(The records)

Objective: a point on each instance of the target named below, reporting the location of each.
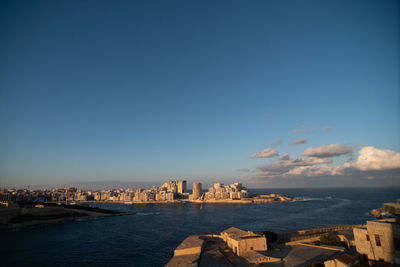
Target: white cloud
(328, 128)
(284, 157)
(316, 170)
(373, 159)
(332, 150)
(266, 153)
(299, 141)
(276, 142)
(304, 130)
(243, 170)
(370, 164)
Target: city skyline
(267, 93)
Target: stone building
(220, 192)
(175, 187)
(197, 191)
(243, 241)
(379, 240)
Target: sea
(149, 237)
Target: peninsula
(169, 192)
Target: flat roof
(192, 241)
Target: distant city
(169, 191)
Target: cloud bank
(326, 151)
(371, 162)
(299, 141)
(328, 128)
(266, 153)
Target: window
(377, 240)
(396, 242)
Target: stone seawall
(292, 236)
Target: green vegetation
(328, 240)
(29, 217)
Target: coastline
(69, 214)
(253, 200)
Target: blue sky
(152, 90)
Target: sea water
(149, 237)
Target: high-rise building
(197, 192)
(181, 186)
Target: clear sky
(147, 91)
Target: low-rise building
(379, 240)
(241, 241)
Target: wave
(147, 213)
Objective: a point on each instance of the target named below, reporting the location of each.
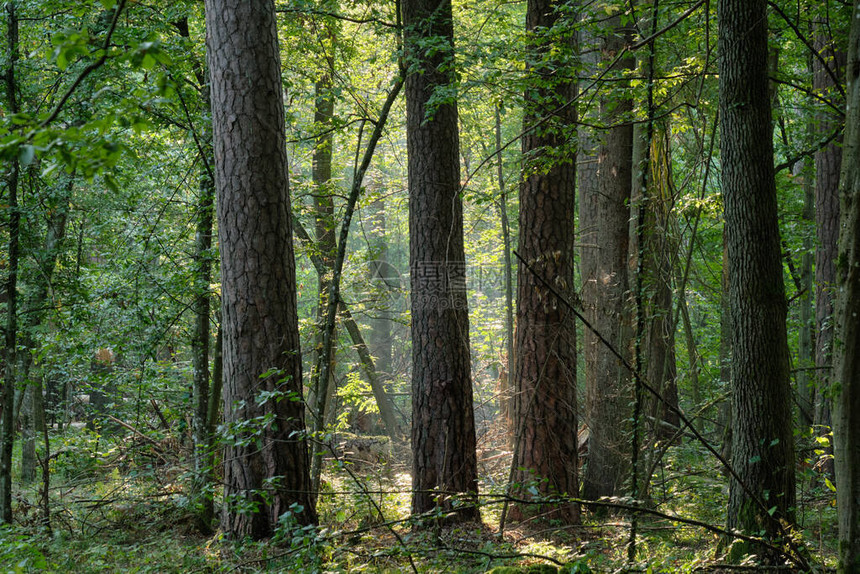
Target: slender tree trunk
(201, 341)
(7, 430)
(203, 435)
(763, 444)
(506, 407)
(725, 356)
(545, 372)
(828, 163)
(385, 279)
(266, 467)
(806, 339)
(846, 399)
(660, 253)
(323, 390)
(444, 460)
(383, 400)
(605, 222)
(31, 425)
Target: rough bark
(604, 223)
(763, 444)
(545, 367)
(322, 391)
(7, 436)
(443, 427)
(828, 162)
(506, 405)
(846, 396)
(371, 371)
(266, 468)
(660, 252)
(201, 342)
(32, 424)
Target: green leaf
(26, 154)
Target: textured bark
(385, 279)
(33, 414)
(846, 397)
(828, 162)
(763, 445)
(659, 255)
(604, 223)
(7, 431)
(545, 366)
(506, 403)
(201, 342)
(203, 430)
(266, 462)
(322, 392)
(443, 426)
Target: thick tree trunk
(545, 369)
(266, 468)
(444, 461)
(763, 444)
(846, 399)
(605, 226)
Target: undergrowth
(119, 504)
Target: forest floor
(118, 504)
* * *
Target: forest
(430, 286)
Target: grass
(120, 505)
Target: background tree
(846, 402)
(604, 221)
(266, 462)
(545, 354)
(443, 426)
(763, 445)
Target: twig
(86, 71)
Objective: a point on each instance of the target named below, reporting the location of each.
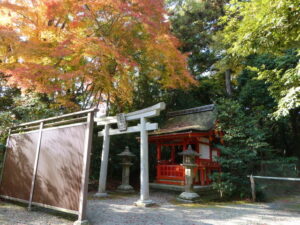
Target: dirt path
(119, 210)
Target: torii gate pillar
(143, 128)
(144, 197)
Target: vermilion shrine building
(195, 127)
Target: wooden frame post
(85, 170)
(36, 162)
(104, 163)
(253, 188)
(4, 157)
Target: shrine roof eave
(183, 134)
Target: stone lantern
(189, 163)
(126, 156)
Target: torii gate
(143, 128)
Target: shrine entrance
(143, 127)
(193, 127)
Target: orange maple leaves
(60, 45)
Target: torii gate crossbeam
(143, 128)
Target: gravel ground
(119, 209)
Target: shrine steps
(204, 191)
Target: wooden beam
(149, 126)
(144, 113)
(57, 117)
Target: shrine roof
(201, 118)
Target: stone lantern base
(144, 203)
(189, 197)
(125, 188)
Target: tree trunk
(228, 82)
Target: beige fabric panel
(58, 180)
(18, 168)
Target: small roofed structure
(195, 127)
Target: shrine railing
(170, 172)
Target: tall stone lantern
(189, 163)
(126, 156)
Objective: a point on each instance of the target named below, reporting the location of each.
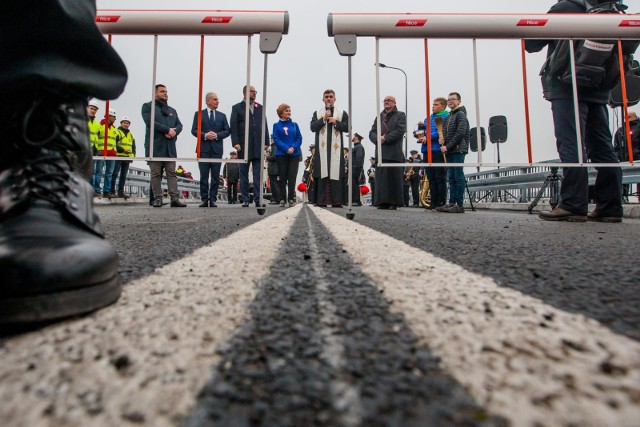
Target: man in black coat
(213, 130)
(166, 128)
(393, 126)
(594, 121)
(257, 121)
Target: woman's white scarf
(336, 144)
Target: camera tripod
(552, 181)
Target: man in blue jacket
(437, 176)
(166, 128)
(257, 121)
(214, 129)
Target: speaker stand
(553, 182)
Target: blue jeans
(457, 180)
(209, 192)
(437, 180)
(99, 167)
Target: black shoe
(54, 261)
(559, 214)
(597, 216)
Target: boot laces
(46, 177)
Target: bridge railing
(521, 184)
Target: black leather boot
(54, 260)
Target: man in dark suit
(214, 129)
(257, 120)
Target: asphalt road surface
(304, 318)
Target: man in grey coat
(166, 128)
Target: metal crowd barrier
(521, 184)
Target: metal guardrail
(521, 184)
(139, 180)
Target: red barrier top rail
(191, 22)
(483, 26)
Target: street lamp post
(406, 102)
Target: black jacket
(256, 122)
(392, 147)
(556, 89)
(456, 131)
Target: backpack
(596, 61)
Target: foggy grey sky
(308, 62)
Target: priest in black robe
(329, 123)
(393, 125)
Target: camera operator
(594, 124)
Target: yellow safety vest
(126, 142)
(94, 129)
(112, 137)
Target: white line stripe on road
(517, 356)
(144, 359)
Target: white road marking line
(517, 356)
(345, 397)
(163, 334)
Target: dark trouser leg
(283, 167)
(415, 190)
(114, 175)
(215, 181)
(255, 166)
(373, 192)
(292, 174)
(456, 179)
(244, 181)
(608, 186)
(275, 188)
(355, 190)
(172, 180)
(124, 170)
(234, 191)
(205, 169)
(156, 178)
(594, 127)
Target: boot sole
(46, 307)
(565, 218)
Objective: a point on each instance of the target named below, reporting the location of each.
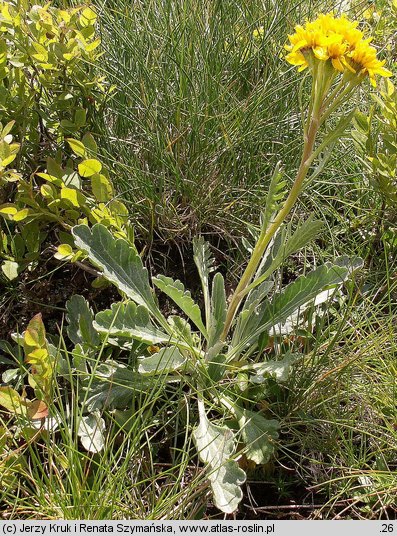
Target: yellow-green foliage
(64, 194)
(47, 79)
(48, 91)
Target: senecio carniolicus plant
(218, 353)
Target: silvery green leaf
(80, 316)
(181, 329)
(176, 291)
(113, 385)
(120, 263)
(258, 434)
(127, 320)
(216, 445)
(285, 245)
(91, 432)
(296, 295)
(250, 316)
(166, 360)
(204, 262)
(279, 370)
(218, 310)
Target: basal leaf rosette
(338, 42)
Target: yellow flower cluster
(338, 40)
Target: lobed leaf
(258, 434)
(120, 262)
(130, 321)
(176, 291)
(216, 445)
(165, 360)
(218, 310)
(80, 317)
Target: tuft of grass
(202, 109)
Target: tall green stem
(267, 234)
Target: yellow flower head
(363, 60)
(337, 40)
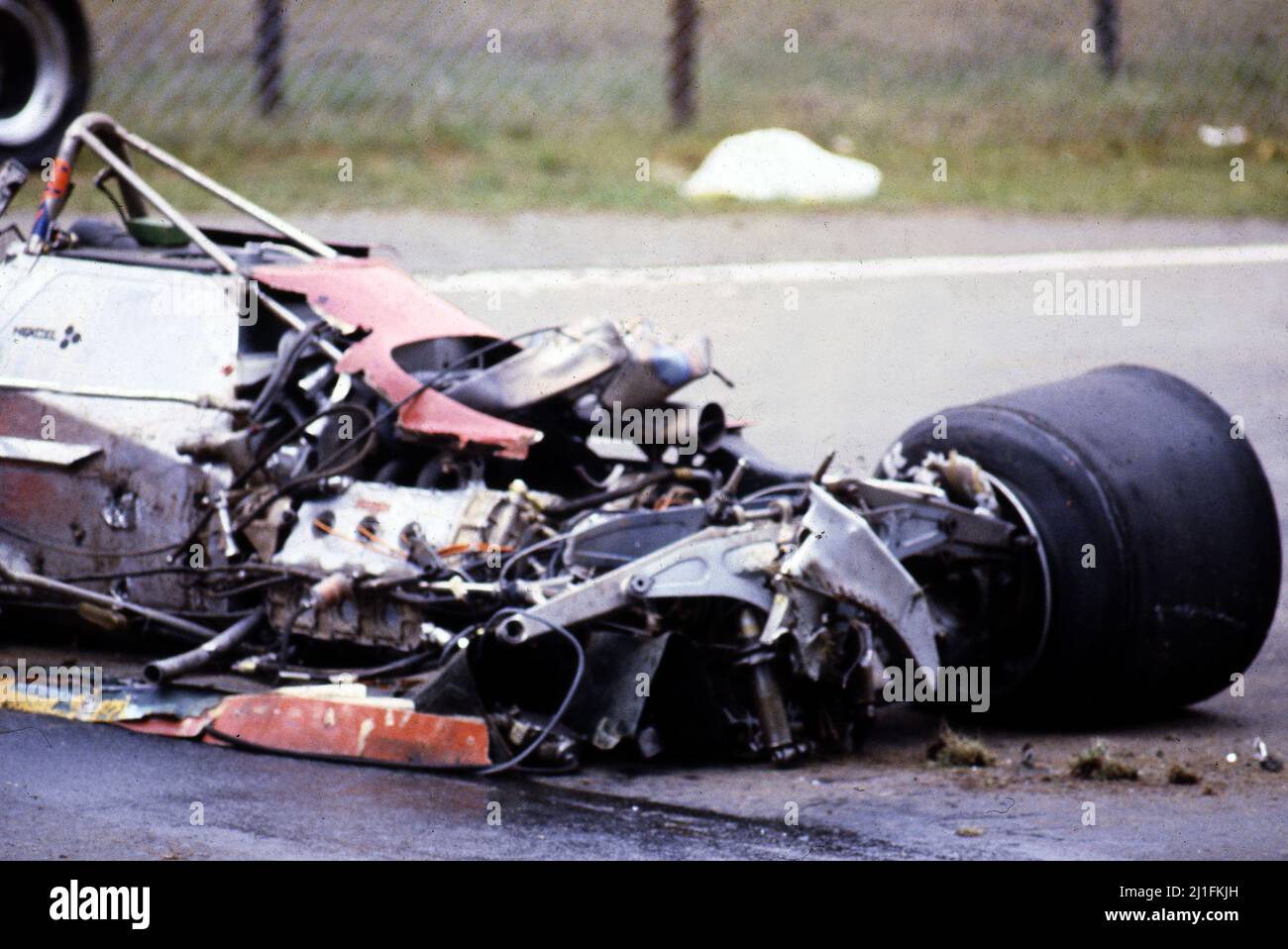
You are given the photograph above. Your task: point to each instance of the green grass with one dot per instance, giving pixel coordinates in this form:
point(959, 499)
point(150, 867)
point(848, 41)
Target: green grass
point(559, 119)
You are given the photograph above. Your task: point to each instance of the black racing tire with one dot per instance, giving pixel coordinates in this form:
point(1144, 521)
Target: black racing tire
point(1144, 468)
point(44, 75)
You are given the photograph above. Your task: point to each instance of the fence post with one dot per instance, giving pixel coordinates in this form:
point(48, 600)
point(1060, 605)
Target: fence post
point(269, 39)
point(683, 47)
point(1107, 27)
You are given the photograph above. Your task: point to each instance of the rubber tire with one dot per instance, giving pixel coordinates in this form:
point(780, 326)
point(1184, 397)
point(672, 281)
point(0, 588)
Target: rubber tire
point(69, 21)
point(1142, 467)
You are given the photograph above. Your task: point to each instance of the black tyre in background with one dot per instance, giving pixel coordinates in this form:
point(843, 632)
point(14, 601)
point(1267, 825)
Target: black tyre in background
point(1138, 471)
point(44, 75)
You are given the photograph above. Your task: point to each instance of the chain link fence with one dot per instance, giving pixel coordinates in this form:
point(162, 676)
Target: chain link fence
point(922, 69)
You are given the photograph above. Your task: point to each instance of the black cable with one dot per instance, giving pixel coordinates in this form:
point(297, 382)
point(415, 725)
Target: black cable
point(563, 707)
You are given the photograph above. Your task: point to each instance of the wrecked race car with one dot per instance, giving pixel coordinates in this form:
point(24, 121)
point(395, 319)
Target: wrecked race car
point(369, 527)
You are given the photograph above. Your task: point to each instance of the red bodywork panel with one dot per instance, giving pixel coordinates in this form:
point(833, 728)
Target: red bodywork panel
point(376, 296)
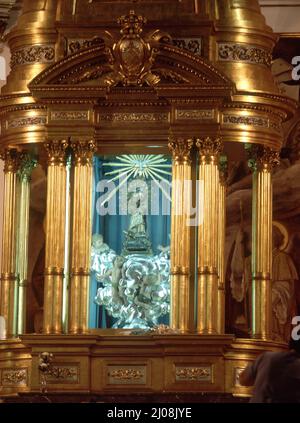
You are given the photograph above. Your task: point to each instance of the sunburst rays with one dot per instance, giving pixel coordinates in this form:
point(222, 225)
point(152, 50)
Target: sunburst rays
...
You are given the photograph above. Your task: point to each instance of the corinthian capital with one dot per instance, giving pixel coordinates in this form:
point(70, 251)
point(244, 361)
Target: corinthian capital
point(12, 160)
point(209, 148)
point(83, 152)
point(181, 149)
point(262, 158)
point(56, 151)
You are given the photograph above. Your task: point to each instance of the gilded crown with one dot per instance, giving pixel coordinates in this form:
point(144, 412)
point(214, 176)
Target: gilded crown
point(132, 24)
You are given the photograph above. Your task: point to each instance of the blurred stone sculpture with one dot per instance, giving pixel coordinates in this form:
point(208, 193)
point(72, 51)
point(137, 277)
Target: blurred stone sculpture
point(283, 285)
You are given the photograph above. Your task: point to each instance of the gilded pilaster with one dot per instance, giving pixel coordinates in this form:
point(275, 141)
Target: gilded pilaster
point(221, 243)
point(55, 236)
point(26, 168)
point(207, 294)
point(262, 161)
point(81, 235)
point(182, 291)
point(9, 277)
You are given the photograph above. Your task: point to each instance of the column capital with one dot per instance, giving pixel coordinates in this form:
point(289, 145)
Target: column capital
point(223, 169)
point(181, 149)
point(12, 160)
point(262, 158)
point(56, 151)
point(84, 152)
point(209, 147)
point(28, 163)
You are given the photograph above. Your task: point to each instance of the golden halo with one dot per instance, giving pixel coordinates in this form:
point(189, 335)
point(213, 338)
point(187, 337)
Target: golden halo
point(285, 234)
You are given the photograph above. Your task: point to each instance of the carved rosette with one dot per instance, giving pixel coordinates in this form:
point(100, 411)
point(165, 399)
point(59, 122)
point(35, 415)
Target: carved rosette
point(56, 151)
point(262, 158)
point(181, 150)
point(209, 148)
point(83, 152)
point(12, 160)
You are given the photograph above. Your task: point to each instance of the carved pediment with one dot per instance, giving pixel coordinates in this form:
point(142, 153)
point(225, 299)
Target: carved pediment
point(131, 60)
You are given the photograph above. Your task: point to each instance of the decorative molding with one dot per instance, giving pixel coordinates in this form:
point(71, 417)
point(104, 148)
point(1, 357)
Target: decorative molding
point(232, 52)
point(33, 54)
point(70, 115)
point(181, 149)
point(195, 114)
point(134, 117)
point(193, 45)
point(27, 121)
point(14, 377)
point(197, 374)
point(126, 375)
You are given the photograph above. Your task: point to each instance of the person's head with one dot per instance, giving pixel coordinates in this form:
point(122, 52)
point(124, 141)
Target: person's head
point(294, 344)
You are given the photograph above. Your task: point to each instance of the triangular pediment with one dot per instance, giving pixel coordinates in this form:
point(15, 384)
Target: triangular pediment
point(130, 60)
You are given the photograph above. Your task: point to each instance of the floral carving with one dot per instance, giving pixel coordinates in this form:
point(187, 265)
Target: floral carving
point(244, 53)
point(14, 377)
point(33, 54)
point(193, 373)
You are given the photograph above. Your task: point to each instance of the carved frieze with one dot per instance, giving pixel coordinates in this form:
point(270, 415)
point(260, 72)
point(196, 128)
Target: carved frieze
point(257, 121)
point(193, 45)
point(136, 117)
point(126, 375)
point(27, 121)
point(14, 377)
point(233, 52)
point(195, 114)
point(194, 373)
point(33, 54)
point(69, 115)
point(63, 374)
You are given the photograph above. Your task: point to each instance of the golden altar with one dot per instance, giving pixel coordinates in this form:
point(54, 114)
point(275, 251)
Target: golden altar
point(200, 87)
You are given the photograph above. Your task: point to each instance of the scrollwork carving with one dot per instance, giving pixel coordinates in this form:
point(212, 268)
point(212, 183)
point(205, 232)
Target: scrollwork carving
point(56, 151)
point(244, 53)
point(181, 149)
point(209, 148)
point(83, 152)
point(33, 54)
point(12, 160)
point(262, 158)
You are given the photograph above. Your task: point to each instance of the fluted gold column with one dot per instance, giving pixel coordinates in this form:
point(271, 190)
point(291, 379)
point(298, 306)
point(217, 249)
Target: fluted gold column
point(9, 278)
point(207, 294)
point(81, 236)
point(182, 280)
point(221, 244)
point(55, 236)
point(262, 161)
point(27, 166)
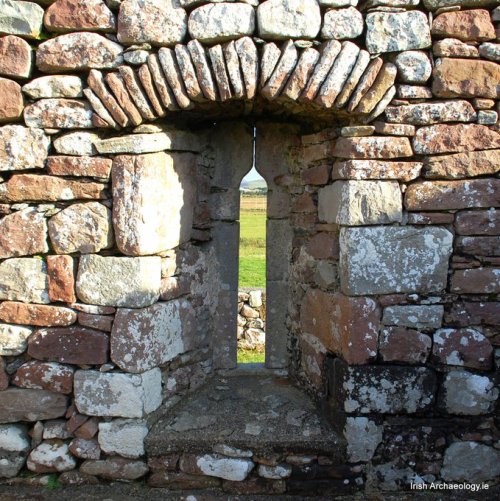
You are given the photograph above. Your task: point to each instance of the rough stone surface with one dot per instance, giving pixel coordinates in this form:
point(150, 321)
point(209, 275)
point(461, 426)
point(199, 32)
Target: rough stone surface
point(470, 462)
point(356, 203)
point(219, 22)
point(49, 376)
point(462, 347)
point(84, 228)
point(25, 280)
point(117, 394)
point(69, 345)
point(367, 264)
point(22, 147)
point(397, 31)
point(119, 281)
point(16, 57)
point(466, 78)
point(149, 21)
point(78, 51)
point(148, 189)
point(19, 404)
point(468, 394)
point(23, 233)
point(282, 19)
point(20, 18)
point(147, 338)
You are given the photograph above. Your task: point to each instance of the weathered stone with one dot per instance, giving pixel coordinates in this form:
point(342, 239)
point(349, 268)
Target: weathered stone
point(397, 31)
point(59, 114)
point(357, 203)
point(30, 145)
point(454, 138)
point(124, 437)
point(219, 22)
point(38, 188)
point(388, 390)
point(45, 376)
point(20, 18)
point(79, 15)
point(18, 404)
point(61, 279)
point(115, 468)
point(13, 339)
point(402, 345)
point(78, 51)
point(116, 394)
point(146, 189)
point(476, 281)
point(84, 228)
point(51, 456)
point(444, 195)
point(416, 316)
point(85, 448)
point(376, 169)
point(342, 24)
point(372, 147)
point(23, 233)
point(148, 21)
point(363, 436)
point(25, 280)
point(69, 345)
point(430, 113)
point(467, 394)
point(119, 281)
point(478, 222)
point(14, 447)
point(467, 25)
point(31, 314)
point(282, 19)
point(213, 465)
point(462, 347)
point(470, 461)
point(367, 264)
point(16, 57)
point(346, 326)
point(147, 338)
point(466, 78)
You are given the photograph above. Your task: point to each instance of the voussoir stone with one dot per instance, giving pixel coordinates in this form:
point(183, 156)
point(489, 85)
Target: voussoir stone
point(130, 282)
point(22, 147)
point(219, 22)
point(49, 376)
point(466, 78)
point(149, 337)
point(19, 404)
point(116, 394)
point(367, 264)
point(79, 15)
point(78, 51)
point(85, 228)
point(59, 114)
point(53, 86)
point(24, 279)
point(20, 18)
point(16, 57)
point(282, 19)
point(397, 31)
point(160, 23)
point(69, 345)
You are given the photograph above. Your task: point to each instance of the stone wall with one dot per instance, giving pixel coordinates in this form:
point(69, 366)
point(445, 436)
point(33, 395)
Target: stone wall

(Your goal) Copy each line above that contains the string "sunburst".

(Exercise output)
You are given the photograph above. Your task: point to each instance of the sunburst rays with one dot per instance, giving pixel coordinates in this form:
Target: sunburst rays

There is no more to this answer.